= Beginning of Section =
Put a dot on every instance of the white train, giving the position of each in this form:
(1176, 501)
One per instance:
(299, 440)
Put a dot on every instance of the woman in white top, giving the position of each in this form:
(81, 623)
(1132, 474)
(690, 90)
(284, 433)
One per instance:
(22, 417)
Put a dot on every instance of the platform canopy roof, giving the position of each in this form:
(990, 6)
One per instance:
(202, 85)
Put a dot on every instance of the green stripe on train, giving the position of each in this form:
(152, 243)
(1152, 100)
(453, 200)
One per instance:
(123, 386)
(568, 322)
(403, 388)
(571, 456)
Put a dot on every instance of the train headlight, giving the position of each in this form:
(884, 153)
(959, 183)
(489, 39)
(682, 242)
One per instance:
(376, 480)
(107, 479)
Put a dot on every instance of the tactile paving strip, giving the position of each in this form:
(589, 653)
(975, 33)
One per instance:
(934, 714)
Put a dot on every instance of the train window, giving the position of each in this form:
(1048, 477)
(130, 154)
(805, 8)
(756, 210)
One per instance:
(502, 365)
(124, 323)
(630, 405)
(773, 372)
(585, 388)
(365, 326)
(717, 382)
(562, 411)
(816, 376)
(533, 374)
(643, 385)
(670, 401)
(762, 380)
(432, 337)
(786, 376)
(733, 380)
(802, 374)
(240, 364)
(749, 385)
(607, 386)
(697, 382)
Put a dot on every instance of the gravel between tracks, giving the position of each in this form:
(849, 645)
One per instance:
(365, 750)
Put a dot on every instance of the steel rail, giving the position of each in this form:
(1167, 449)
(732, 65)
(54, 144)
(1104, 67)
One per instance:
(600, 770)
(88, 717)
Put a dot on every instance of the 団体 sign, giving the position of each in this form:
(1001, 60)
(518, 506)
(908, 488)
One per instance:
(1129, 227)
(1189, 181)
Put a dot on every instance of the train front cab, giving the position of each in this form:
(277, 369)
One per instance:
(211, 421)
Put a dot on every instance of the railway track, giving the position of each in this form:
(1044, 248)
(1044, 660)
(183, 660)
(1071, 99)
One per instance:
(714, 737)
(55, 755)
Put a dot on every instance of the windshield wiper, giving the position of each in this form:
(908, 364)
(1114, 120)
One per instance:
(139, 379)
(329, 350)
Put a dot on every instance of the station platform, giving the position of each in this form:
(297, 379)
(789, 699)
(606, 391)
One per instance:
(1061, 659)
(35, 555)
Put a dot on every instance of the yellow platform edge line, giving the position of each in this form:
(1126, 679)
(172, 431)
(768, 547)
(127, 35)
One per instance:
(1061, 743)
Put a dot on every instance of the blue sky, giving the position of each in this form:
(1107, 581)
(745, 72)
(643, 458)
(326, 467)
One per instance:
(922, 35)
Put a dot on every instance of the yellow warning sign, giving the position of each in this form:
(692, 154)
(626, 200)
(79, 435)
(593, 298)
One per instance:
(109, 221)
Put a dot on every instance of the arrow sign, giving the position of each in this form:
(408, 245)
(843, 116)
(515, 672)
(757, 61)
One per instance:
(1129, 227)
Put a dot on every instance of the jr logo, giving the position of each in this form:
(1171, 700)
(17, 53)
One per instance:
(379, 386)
= End of Section =
### REQUIREMENT
Please give the number of lines in the entries above that hold "platform", with no other words.

### EXERCISE SOLUTION
3